• Prompt: Could you copy out all of the rows below, character for character?

• Stored records:
==*==

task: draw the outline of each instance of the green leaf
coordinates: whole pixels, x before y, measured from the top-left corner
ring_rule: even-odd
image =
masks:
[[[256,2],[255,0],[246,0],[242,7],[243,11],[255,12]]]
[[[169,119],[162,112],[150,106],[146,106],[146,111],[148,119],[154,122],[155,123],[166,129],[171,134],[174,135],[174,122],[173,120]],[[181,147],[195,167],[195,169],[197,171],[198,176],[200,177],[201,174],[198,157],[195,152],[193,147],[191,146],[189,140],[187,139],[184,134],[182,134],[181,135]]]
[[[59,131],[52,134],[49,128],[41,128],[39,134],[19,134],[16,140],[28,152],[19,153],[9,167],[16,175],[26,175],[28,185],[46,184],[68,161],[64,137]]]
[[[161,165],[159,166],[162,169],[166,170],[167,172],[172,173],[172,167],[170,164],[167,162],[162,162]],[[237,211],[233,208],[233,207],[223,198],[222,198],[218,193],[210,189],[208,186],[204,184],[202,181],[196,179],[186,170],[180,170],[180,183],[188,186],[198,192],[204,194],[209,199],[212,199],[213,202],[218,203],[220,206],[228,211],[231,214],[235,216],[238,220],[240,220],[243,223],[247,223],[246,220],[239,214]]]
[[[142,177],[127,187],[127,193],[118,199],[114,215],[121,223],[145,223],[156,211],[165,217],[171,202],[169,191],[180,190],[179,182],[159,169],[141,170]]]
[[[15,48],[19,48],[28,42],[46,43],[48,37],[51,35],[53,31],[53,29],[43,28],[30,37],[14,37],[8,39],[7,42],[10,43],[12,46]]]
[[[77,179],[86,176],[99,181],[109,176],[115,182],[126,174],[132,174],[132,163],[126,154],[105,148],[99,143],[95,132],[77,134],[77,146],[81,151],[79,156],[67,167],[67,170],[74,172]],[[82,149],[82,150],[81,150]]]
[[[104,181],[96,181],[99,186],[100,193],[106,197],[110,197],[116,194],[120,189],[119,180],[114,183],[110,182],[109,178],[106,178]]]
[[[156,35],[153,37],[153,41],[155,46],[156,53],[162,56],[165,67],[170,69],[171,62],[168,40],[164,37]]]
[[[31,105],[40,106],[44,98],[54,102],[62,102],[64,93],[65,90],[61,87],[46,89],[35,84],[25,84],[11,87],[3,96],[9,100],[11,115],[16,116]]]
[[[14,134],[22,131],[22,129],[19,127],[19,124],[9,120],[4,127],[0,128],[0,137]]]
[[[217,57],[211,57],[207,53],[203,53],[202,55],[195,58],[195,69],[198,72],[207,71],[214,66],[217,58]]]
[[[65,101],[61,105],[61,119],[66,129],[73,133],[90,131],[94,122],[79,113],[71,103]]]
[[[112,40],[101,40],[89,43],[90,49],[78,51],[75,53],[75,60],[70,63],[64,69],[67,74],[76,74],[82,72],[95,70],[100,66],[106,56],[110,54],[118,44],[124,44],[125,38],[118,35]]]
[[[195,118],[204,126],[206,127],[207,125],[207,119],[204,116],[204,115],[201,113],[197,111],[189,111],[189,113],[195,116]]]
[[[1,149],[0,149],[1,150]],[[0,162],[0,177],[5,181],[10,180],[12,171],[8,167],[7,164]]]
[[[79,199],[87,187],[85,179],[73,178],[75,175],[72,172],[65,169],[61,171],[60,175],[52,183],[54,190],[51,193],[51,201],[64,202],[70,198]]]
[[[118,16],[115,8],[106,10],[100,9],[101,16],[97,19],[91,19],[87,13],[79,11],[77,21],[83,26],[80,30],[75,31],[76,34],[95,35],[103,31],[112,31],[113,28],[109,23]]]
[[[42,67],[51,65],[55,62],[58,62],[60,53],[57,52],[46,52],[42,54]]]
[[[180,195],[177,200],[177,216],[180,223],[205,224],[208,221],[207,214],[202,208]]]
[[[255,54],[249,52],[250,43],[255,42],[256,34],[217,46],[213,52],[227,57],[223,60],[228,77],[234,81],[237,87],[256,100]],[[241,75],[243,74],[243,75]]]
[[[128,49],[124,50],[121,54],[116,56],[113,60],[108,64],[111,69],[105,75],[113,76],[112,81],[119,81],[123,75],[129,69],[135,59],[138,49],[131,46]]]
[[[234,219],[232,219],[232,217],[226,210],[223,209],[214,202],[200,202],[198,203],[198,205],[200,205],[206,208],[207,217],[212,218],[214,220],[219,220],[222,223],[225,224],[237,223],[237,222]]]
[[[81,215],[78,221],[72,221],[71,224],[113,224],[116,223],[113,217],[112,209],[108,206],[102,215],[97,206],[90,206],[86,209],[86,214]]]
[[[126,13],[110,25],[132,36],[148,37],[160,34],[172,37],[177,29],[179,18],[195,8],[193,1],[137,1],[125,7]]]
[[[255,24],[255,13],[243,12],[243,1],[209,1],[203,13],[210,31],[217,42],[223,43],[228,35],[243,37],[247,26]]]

==*==

• Answer to this task:
task: draw the outline of each instance of the green leaf
coordinates: whole pixels, x before y, measured from the top-left corner
ring_rule: even-odd
image =
masks:
[[[256,2],[255,0],[246,0],[242,7],[243,11],[255,12]]]
[[[169,119],[162,112],[150,106],[146,106],[146,111],[148,119],[154,122],[155,123],[166,129],[171,134],[174,135],[174,122],[173,120]],[[181,147],[195,167],[195,169],[197,171],[198,176],[200,177],[201,174],[198,157],[195,152],[193,147],[191,146],[189,140],[187,139],[184,134],[182,134],[181,135]]]
[[[59,131],[52,134],[49,128],[41,128],[39,134],[19,134],[16,140],[28,152],[19,153],[9,167],[16,175],[26,175],[28,185],[46,184],[68,161],[64,137]]]
[[[161,165],[159,166],[162,169],[166,170],[167,172],[172,173],[172,167],[170,164],[167,162],[162,162]],[[237,211],[233,208],[233,207],[223,198],[222,198],[218,193],[210,189],[208,186],[204,184],[202,181],[196,179],[186,170],[180,170],[180,183],[188,186],[198,192],[204,194],[209,199],[212,199],[213,202],[218,203],[220,206],[228,211],[231,214],[235,216],[238,220],[240,220],[243,223],[247,223],[246,220],[239,214]]]
[[[142,177],[127,187],[127,193],[118,199],[114,215],[121,223],[145,223],[156,211],[165,217],[171,202],[169,191],[180,190],[179,182],[159,169],[141,170]]]
[[[15,48],[19,48],[28,42],[46,43],[48,37],[51,35],[53,31],[53,29],[43,28],[30,37],[14,37],[8,39],[7,42],[10,43],[12,46]]]
[[[77,179],[86,176],[99,181],[109,176],[115,182],[126,174],[132,174],[132,163],[126,154],[105,148],[99,143],[95,132],[77,134],[77,146],[81,151],[79,156],[67,167],[67,170],[74,172]],[[82,149],[82,150],[81,150]]]
[[[104,181],[96,181],[99,186],[100,193],[106,197],[110,197],[116,194],[120,189],[119,180],[114,183],[110,182],[109,178],[106,178]]]
[[[156,35],[153,37],[153,41],[155,46],[156,53],[162,56],[165,67],[170,69],[171,62],[168,40],[164,37]]]
[[[31,105],[40,106],[44,98],[54,102],[62,102],[64,93],[65,90],[61,87],[46,89],[35,84],[25,84],[11,87],[3,96],[9,100],[11,115],[16,116]]]
[[[14,134],[22,131],[22,129],[19,127],[19,124],[9,120],[4,127],[0,128],[0,137]]]
[[[217,57],[211,57],[207,53],[203,53],[202,55],[195,58],[195,69],[198,72],[207,71],[214,66],[217,58]]]
[[[65,101],[61,105],[61,119],[66,129],[73,133],[90,131],[94,122],[79,113],[71,103]]]
[[[112,40],[101,40],[89,43],[90,49],[78,51],[75,53],[75,60],[70,63],[64,69],[67,74],[76,74],[82,72],[95,70],[100,66],[106,56],[110,54],[118,44],[124,44],[125,38],[118,35]]]
[[[195,118],[204,126],[206,127],[207,125],[207,119],[204,116],[204,115],[201,113],[197,111],[189,111],[189,113],[195,116]]]
[[[1,149],[0,149],[1,150]],[[0,162],[0,177],[5,181],[10,180],[12,171],[8,167],[7,164]]]
[[[79,199],[87,187],[85,179],[73,178],[75,175],[72,172],[65,169],[61,171],[60,175],[52,183],[54,190],[51,193],[51,201],[64,202],[70,198]]]
[[[118,16],[115,8],[106,10],[100,9],[101,16],[97,19],[91,19],[87,13],[79,11],[77,21],[83,26],[80,30],[75,31],[76,34],[95,35],[103,31],[112,31],[113,28],[109,23]]]
[[[42,67],[51,65],[55,62],[58,62],[60,53],[57,52],[46,52],[42,54]]]
[[[180,195],[177,200],[177,216],[180,223],[205,224],[208,221],[207,214],[202,208]]]
[[[255,54],[249,52],[250,43],[255,42],[256,34],[217,46],[213,52],[227,57],[223,60],[228,77],[234,81],[237,87],[256,100]],[[241,75],[243,74],[243,75]]]
[[[128,49],[124,50],[121,54],[116,56],[113,60],[108,64],[111,69],[105,75],[113,76],[112,81],[119,81],[123,75],[129,69],[135,59],[138,49],[131,46]]]
[[[234,219],[232,219],[232,217],[226,210],[223,209],[214,202],[200,202],[198,203],[198,205],[200,205],[206,208],[207,217],[212,218],[214,220],[219,220],[222,223],[225,224],[237,223],[237,222]]]
[[[81,215],[78,221],[72,221],[71,224],[113,224],[116,223],[113,217],[112,209],[108,206],[102,215],[97,206],[90,206],[86,209],[86,214]]]
[[[126,13],[110,25],[132,36],[148,37],[160,34],[172,37],[177,29],[179,18],[195,8],[193,1],[137,1],[125,7]]]
[[[255,24],[255,13],[243,12],[243,1],[209,1],[203,13],[210,31],[217,42],[223,43],[228,35],[243,37],[247,26]]]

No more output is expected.